▸ Problem: Give back exactly the line that contains "Where can you find the pink plastic" and all the lines after it in the records below, to the very last, with no other output.

[Image point grounding data]
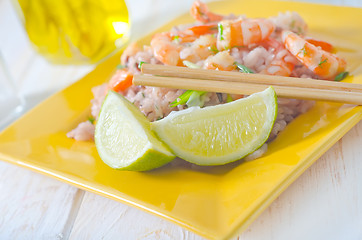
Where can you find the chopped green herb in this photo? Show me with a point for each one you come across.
(323, 61)
(229, 98)
(299, 29)
(341, 76)
(140, 64)
(213, 49)
(190, 64)
(221, 31)
(91, 119)
(219, 96)
(120, 66)
(243, 68)
(292, 24)
(185, 97)
(303, 51)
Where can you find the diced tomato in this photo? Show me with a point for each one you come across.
(121, 80)
(319, 43)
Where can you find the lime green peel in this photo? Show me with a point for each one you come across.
(123, 137)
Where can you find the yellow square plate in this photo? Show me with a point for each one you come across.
(215, 202)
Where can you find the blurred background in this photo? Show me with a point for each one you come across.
(33, 78)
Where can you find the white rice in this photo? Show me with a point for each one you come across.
(155, 102)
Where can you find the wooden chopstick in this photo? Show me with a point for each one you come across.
(248, 88)
(182, 72)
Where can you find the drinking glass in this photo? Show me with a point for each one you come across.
(75, 31)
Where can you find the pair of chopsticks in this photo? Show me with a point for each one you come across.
(246, 83)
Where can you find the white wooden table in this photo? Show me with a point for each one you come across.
(324, 203)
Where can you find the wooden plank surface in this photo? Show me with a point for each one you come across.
(324, 203)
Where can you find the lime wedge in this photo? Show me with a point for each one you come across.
(123, 137)
(220, 134)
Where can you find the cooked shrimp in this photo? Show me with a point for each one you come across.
(199, 50)
(234, 33)
(199, 11)
(283, 62)
(221, 61)
(165, 50)
(130, 51)
(193, 33)
(324, 64)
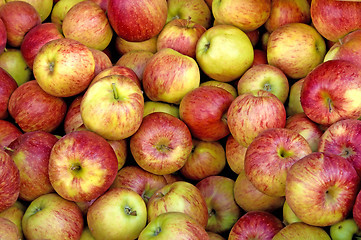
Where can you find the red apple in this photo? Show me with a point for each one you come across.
(204, 110)
(162, 144)
(137, 20)
(33, 109)
(331, 92)
(82, 166)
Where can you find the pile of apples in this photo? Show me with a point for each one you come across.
(180, 119)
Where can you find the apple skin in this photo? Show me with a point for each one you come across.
(120, 213)
(335, 19)
(288, 11)
(249, 198)
(180, 196)
(139, 180)
(251, 113)
(31, 152)
(169, 76)
(256, 225)
(33, 109)
(181, 35)
(223, 211)
(162, 144)
(7, 87)
(296, 49)
(224, 53)
(265, 77)
(77, 170)
(204, 110)
(51, 216)
(343, 138)
(207, 159)
(64, 67)
(137, 21)
(10, 181)
(113, 107)
(281, 148)
(94, 32)
(322, 183)
(247, 15)
(301, 230)
(170, 224)
(18, 17)
(326, 105)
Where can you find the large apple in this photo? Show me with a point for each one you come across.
(52, 217)
(113, 107)
(247, 15)
(251, 113)
(204, 110)
(331, 92)
(296, 49)
(224, 52)
(82, 166)
(162, 144)
(64, 67)
(120, 213)
(321, 188)
(137, 20)
(223, 211)
(169, 76)
(33, 109)
(31, 152)
(180, 196)
(87, 23)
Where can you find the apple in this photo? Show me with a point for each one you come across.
(224, 53)
(18, 17)
(265, 77)
(287, 11)
(249, 198)
(153, 106)
(8, 230)
(10, 181)
(195, 10)
(206, 159)
(51, 216)
(170, 224)
(296, 49)
(113, 107)
(135, 60)
(300, 230)
(180, 196)
(139, 180)
(162, 144)
(7, 87)
(330, 92)
(13, 62)
(8, 133)
(64, 67)
(335, 19)
(137, 21)
(321, 188)
(247, 15)
(223, 211)
(204, 110)
(251, 113)
(256, 225)
(78, 170)
(120, 213)
(169, 75)
(343, 138)
(123, 46)
(87, 23)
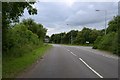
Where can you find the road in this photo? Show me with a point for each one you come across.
(74, 62)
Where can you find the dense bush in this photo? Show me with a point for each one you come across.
(106, 42)
(110, 42)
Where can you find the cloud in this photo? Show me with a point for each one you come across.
(56, 15)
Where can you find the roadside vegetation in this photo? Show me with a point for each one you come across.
(23, 42)
(92, 37)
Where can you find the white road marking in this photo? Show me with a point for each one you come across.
(73, 54)
(90, 68)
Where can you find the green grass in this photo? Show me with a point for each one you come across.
(13, 66)
(78, 44)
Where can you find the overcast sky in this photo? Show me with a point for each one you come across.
(56, 15)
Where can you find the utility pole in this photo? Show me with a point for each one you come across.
(71, 39)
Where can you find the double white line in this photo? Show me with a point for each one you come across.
(86, 65)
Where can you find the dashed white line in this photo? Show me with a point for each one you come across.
(73, 54)
(90, 68)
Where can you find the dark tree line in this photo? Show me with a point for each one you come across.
(76, 37)
(20, 37)
(97, 38)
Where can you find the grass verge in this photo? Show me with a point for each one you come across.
(13, 66)
(78, 44)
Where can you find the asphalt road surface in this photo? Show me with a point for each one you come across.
(74, 62)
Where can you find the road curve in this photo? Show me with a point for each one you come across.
(74, 62)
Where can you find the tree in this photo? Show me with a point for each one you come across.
(11, 11)
(35, 28)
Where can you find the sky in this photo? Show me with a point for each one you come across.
(69, 15)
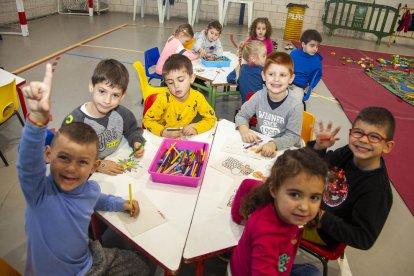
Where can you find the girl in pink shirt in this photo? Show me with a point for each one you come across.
(273, 212)
(261, 30)
(174, 45)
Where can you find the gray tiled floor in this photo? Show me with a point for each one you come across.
(393, 251)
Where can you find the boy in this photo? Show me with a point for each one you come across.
(110, 120)
(59, 206)
(355, 210)
(208, 42)
(172, 113)
(307, 63)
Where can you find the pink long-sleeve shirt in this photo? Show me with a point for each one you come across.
(173, 46)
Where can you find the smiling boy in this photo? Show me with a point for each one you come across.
(104, 113)
(179, 107)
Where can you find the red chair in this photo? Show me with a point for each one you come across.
(148, 103)
(323, 253)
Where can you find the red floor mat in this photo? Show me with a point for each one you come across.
(355, 90)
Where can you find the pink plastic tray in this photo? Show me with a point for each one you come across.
(178, 179)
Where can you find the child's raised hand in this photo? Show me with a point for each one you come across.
(37, 95)
(110, 167)
(140, 152)
(325, 137)
(189, 130)
(268, 149)
(134, 210)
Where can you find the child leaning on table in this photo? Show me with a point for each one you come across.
(248, 74)
(208, 41)
(355, 210)
(273, 212)
(175, 45)
(308, 62)
(59, 206)
(104, 113)
(278, 113)
(178, 108)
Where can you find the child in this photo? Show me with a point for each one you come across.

▸ Written reply:
Where can you find the pink plastic tray in this photo? Show me with a point for each one you come across.
(178, 179)
Where can you find the child's raised hand in this photo? Show me with a point for each one you come across.
(37, 95)
(110, 167)
(140, 152)
(325, 137)
(189, 130)
(268, 149)
(134, 210)
Where can you find the child leaning on table in this photo? Show me with a point for each one you come across.
(248, 74)
(208, 41)
(355, 210)
(273, 212)
(175, 45)
(308, 62)
(59, 206)
(104, 113)
(278, 113)
(178, 108)
Where can you find the child in this photo? Show me with a point for each one you come across.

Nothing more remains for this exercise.